* **OBJECTIVE**:
Answer these questions about the Sheep's Head passage below:
(a) What will the raffle winner receive?
(b) Who drives the van to Ulatau?
(c) Who sits on Darkhan's lap during the ride?

** start QUOTED PASSAGE **

The Sheep’s Head


Today I offer the last of my Deleted Scenes.  But, to go out with a bang, this scene was deleted twice, a few years apart. Can you tell which came first? (ostensibly the weaker of the two) All those guessing will be put into a raffle (your name, not you yourself) and the winner will win an eBook of my Second Edition.



Though we missed the grand opening of the new mosque, I find myself once again amidst the rolling hills of the little village of Ulatau, thanks to Assem. With us this time are Tolganay and Gulzhahan, their husbands and children, and Gulzhan.


We come in a large van, Tolganay’s husband driving, and I sit directly behind him. This vantage point gives me a clear sight of not only the oncoming traffic–literally, as most drivers in this country don’t seem to stay in their own lane–but also of the bottles of beer he consumes as we barrel down the road. Darkhan is in the front passenger seat, with four-year-old Duman on his lap. There are no seat belts in Kazakhstan.

** end QUOTED PASSAGE **
** start EXTRACTED INFORMATION **

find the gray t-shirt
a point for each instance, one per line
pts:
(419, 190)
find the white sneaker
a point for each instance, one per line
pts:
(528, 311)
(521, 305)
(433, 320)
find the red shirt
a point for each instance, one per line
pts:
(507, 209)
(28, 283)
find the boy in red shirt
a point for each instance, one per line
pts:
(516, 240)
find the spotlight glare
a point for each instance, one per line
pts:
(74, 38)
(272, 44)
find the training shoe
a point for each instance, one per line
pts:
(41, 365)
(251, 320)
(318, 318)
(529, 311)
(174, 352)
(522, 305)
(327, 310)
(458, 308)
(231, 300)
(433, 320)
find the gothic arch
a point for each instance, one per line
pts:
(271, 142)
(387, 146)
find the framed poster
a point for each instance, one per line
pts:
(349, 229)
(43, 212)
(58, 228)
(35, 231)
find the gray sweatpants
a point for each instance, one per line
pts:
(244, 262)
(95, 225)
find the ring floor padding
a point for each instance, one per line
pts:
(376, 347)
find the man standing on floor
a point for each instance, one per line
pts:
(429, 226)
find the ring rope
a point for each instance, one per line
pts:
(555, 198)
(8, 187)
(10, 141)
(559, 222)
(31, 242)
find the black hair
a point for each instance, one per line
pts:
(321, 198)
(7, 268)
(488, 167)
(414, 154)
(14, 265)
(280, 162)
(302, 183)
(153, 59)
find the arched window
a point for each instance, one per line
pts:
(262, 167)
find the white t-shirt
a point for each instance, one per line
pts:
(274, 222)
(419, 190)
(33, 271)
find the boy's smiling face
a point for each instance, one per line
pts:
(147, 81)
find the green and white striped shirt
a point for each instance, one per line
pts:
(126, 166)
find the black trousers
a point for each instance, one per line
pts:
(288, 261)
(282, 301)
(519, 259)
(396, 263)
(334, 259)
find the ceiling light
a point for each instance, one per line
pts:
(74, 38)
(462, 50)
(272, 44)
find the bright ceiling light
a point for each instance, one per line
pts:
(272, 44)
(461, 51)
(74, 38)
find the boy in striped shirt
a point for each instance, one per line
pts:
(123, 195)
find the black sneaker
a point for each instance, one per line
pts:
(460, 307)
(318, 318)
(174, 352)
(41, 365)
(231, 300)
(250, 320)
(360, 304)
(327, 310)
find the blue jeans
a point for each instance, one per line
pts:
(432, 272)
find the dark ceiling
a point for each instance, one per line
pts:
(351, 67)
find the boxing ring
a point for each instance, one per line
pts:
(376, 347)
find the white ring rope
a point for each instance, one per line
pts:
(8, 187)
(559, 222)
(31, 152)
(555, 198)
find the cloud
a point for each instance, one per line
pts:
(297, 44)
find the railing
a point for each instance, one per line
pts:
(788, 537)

** end EXTRACTED INFORMATION **

* **FINAL RESULT**:
(a) An eBook of the Second Edition.
(b) Tolganay's husband.
(c) Four-year-old Duman.